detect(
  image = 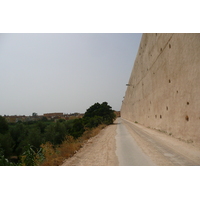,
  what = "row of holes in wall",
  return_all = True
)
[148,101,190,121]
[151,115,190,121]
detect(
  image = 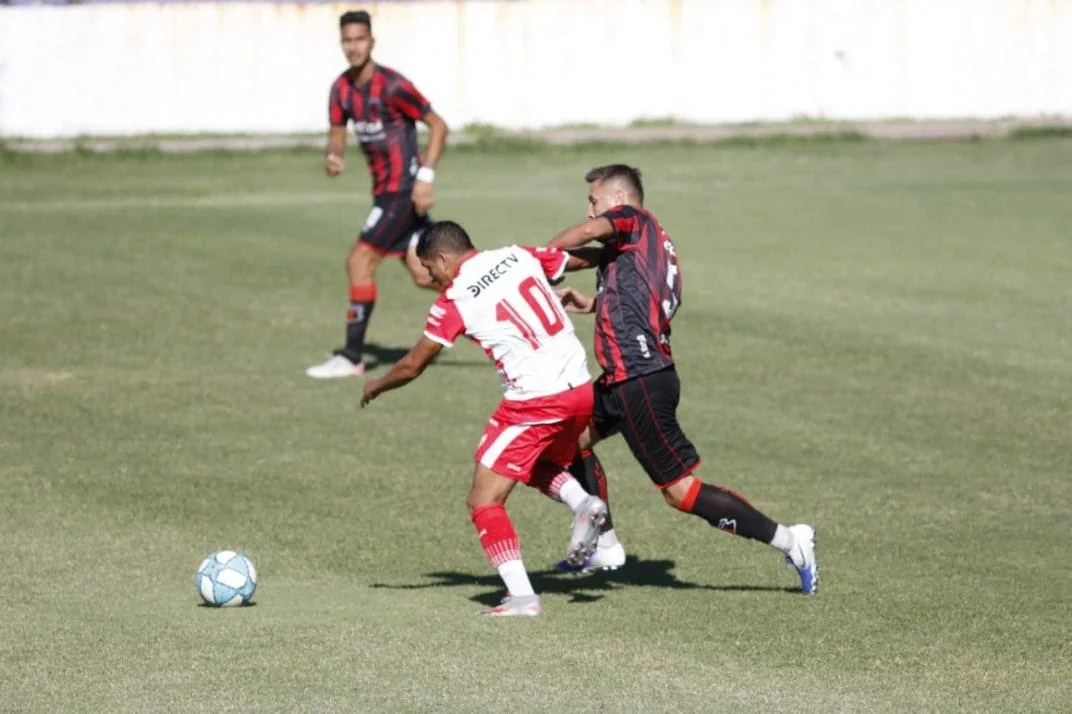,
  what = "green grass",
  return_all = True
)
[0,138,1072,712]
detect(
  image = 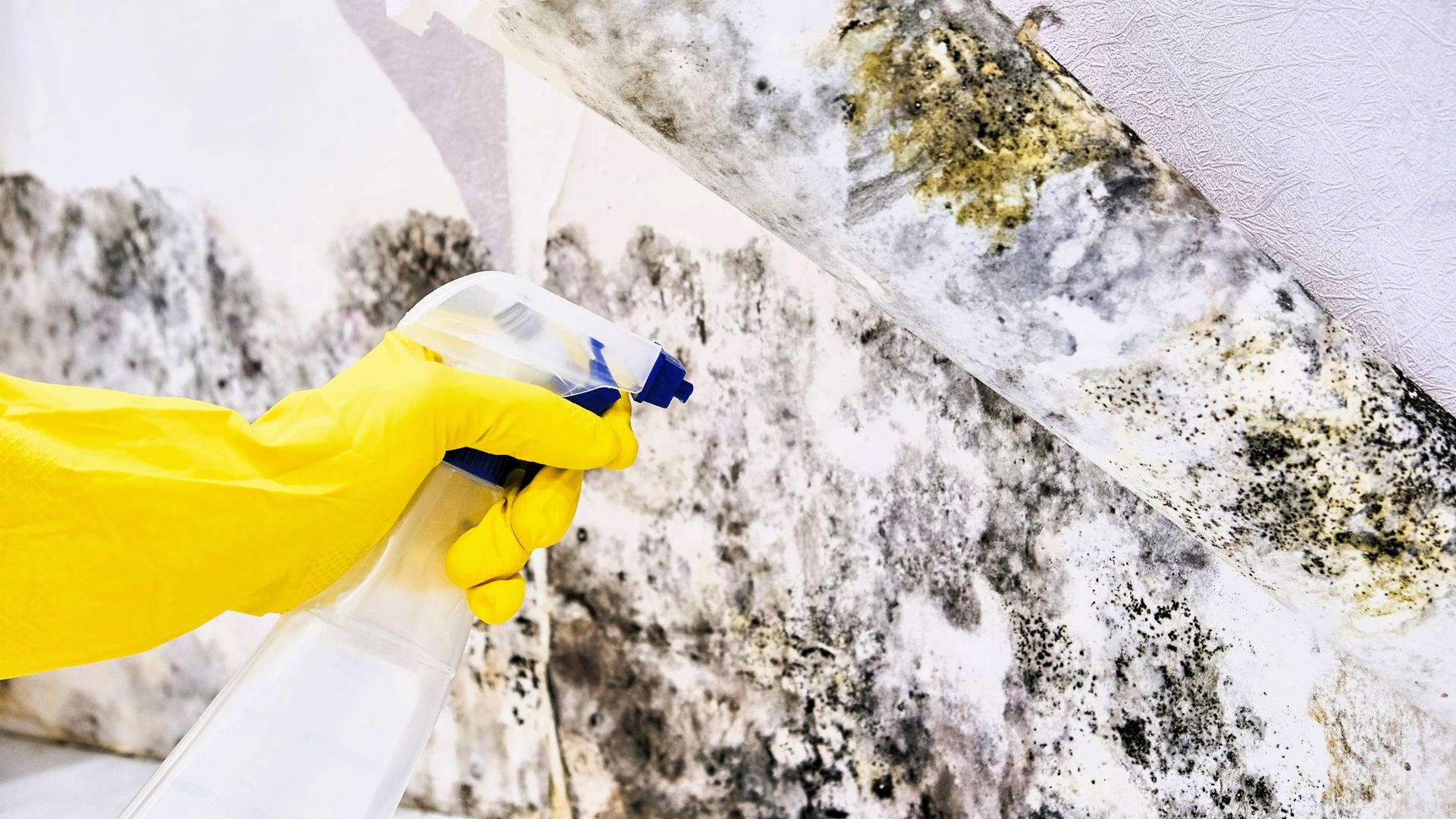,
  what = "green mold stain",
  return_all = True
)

== == ==

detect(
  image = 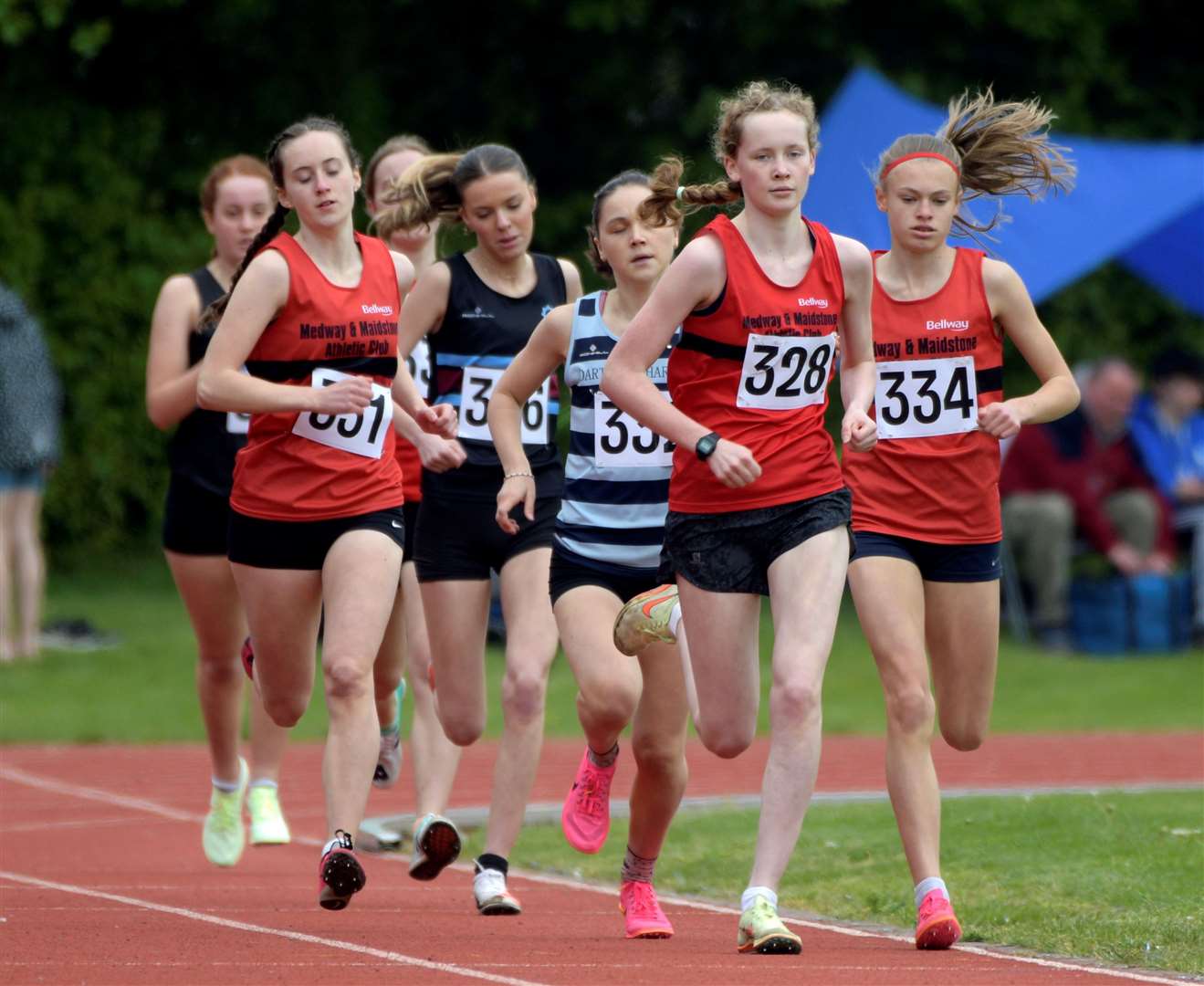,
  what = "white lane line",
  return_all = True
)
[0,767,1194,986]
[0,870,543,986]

== == ==

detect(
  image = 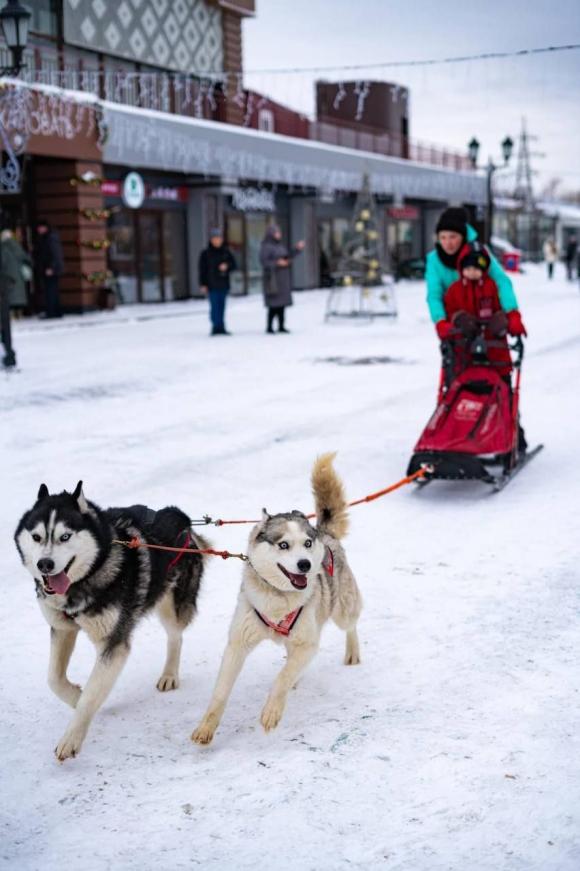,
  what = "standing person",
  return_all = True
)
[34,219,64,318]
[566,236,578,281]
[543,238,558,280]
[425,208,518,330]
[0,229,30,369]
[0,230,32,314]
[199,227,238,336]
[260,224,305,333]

== == ==

• What to produce: Gather every line in the blocks above that contains the word "green". Case counts.

• Solution to this problem:
  what = "green grass",
  what = "green mold stain",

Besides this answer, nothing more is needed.